For each line below that contains the word "tree", make a copy.

(Natural language region descriptions)

»»

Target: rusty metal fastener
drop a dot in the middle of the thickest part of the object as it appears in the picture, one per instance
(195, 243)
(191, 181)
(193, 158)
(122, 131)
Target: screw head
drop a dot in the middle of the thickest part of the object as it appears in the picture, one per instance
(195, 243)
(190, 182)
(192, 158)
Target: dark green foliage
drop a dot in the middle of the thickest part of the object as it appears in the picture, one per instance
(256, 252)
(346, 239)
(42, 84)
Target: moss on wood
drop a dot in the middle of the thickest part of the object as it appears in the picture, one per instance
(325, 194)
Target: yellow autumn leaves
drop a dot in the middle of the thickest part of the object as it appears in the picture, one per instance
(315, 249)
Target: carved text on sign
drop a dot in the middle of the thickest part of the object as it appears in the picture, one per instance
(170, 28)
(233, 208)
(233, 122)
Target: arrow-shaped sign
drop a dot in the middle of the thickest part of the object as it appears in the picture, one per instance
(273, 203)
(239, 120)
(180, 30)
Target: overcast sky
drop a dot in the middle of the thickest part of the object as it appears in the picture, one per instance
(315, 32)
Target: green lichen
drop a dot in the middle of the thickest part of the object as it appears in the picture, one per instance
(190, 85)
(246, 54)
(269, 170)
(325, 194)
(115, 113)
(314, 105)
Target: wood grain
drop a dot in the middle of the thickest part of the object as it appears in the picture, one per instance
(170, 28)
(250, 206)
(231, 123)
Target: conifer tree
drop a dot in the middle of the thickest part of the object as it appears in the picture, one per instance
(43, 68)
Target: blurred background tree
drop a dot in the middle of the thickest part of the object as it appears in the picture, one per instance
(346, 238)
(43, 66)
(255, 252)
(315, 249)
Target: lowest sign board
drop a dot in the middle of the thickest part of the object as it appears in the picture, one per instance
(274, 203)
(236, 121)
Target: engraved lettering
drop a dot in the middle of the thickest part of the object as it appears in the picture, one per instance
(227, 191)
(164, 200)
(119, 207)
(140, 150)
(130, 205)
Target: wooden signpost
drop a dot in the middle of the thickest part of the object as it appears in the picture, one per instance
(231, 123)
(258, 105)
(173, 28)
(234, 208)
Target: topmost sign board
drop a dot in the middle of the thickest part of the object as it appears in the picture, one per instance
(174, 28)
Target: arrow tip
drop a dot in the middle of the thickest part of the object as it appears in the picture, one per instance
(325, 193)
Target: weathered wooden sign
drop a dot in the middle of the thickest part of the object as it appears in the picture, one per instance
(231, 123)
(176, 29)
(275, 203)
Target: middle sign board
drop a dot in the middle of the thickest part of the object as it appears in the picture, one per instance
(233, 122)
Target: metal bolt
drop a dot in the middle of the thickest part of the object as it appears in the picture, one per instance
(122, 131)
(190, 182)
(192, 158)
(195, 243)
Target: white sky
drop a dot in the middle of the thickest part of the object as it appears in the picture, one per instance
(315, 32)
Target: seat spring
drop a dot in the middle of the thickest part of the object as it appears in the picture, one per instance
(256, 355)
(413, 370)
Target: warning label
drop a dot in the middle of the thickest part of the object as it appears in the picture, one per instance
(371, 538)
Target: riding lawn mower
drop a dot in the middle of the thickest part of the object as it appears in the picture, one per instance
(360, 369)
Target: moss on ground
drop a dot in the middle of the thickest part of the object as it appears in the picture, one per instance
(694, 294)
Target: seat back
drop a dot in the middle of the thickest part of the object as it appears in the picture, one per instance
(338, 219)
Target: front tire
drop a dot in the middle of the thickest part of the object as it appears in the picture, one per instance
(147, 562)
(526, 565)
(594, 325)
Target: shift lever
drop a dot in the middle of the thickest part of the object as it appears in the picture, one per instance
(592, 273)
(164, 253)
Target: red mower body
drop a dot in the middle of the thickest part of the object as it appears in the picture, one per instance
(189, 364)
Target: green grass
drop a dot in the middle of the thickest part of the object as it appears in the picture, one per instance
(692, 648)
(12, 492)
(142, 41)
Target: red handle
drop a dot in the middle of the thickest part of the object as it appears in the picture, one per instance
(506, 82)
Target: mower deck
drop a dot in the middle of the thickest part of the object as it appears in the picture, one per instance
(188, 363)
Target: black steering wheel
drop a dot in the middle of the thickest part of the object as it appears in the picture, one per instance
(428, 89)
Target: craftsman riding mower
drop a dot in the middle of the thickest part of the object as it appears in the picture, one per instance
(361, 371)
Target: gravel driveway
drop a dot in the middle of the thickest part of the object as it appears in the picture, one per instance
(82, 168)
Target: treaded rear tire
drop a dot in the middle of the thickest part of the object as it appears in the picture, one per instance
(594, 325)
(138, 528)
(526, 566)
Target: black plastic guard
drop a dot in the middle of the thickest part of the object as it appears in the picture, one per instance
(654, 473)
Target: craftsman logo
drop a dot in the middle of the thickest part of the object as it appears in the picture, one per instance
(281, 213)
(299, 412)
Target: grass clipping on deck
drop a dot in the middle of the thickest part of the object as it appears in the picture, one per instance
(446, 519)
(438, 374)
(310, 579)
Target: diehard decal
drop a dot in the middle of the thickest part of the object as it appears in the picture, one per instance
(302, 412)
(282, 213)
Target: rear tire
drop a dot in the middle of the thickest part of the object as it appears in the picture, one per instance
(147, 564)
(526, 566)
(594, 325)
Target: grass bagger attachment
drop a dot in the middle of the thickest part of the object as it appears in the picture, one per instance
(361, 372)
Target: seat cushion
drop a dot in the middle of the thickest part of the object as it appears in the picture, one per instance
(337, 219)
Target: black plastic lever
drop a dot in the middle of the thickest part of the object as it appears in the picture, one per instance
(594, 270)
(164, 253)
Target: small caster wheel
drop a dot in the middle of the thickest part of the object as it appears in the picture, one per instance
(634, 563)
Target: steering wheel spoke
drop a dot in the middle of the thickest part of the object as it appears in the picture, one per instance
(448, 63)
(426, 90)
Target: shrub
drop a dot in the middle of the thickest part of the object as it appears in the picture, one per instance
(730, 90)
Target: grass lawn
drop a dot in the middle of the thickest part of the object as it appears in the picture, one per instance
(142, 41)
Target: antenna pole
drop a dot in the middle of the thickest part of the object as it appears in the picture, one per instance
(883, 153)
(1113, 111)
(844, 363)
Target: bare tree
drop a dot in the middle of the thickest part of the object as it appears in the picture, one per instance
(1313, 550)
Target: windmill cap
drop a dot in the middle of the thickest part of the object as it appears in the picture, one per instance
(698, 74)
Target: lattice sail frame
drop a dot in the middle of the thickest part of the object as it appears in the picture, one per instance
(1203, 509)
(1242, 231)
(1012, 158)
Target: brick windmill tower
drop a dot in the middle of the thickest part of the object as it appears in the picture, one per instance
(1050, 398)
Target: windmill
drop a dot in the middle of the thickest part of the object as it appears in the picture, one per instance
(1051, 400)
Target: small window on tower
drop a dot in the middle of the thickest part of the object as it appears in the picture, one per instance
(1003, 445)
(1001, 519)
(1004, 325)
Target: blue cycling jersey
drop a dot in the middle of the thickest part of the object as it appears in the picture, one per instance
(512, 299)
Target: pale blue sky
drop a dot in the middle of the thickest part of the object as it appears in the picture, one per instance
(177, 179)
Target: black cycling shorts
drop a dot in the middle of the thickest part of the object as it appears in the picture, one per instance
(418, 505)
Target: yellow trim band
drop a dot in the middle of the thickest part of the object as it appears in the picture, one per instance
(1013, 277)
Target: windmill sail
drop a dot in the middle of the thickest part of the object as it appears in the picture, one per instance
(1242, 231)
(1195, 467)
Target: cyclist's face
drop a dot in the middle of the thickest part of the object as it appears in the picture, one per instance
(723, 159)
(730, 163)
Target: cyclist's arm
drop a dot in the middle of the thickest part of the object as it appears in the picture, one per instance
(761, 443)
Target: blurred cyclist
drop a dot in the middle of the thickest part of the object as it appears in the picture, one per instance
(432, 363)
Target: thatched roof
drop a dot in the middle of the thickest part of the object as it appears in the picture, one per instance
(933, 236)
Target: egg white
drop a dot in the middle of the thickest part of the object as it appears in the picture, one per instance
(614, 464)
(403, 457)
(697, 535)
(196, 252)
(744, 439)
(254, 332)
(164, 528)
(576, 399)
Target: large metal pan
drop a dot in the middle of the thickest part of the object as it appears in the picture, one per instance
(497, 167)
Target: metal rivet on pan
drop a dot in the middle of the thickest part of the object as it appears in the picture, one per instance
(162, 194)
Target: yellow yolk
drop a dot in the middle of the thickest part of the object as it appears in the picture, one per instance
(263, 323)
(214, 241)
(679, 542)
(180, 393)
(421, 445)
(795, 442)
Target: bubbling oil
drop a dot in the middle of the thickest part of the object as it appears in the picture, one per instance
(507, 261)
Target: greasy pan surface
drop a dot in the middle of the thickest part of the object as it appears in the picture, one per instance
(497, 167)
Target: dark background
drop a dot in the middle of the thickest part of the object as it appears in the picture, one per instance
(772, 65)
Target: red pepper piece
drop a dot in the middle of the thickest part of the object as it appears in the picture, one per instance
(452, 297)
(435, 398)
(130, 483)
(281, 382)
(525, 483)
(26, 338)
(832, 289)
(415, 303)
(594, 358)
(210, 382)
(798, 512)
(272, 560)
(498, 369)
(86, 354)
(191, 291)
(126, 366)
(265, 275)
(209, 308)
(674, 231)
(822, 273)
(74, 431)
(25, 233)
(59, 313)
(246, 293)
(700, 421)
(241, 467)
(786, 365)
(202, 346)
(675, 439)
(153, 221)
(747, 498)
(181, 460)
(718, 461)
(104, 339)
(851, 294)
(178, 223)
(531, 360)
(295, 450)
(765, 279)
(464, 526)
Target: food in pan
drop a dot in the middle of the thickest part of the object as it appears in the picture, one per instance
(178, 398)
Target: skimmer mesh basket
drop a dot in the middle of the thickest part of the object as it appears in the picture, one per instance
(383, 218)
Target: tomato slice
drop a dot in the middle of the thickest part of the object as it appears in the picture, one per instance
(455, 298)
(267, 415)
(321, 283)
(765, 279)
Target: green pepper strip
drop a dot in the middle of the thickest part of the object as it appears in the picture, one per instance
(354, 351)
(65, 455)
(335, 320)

««

» RESULT FOR THIS EXERCISE:
Target: conifer tree
Target: blurred background tree
Target: bare tree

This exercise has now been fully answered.